ARTIGO:
-*-*-

Um quarto de século se passou desde que os artistas cubanos Marco Castillo e Dagoberto Rodríguez começaram a trabalhar juntos. Agora, a exposição Objeto Vital, no Museu Oscar Niemeyer (MON), recapitula a trajetória do coletivo “Los Carpinteros”, como a dupla ficou conhecida. Nos primeiros dias da exposição, que estreou no dia 23 de agosto, mais de cinco mil pessoas passaram pelo museu para observar a arte em carpintaria que é a marca do coletivo.

HAUS conversou com exclusividade com Marco Castillo  

Era 1992 e a situação política e social de Cuba era aterradora. Foi nesse cenário que os dois estudantes do Instituto Superior de Arte de Havana (ISA) criaram um coletivo de arte junto ao colega Alexandre Arrechea – este decidiu se separar dos outros dois em 2003 e, desde então, segue carreira “solo”. “Ser cubanos não influenciou nosso trabalho, o fez. Eu acho que nossa união tem a ver precisamente com a situação cubana, porque quando nos conhecemos na escola foi quando o bloco socialista se quebrou e cuba seguiu socialista. Essa decisão fez com que caíssemos na maior pobreza que o país já tinha vivido. Fome. Houve fome nos anos 90”, relata Castillo. Para ele, voltar-se à arte era, então, uma maneira de buscar horizontes que pareciam muito distantes. O contexto experimentado pelos amigos ao longo de suas vidas os levou a optar por trabalhar em conjunto. “Você pergunta se Cuba influenciou, eu creio que estamos juntos justamente por ter nascido e crescido em Cuba. Aquele era um ambiente não só de carência material, mas de carência cultural, porque artistas importantes foram embora. O coletivo foi uma estratégia de sobrevivência que conseguimos desenvolver.”
Ao fundo, o quadro "Havana Country Club", um dos primeiros feitos pelo grupo. Foto: Alison Martins/Gazeta do Povo
Ao fundo, o quadro "Havana Country Club", um dos primeiros feitos pelo grupo. Foto: Alison Martins/Gazeta do Povo
Nada é por acaso na obra de Los Carpinteros. Pinturas, esculturas, desenhos e peças de mobiliário têm sempre uma forte carga social, política ou até afetiva. Às vezes todas elas ao mesmo tempo. É o caso de trabalhos desenvolvidos por eles ainda na década de 1990, que muitas vezes mostram os três artistas em situações particulares da vida cubana da época. Um exemplo é “Havana Country Club”, de 1994. Nessa mistura de tela e entalhe em madeira, Castillo, Rodríguez e Arrechea aparecem no clube que dá nome à obra, símbolo da alta sociedade cubana posteriormente utilizado pelo ISA.
Como não poderia deixar de ser, as referências ao socialismo permeiam boa parte da produção do coletivo. Afinal de contas, o regime esteve presente ao longo de toda a formação do grupo – e foi responsável por grande parte das referências que os artistas levam consigo. A arquitetura soviética é um desses elementos de que eles se apropriam. Nasceram dela, por exemplo, duas grandes esculturas que estão no MON. “Quando éramos meninos pertencíamos a um bloco socialista, uma estrutura, um sistema. E aquelas imagens e a arquitetura daqueles monumentos eram recorrentes em nossa infância. Por isso fizemos um teste e chapamos em Lego essas esculturas, de modo a fazer uma pátina de infância, uma materialização de nossas lembranças de infância do socialismo”, explica Castillo.

-*-*-

DADOS COLETADOS:
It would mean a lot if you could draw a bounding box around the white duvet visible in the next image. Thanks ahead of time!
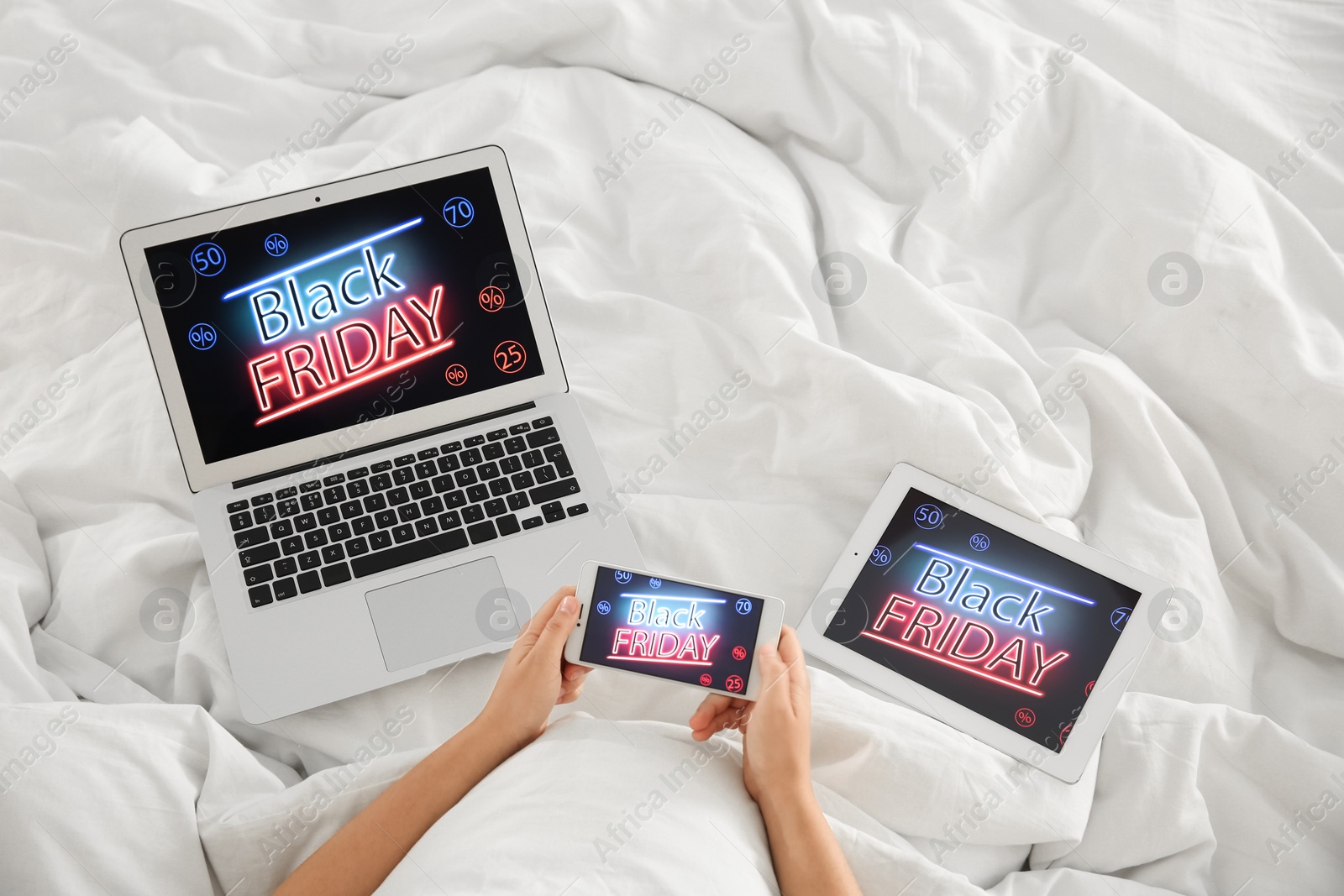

-*-*-

TAREFA A CUMPRIR:
Como fica o artigo sobre Los Carpinteros entre "Um quarto de" e "marca do coletivo.", inclusive, se você substituir "dupla" por "parceria"?

RESPOSTA:
Um quarto de século se passou desde que os artistas cubanos Marco Castillo e Dagoberto Rodríguez começaram a trabalhar juntos. Agora, a exposição Objeto Vital, no Museu Oscar Niemeyer (MON), recapitula a trajetória do coletivo “Los Carpinteros”, como a parceria ficou conhecida. Nos primeiros dias da exposição, que estreou no dia 23 de agosto, mais de cinco mil pessoas passaram pelo museu para observar a arte em carpintaria que é a marca do coletivo.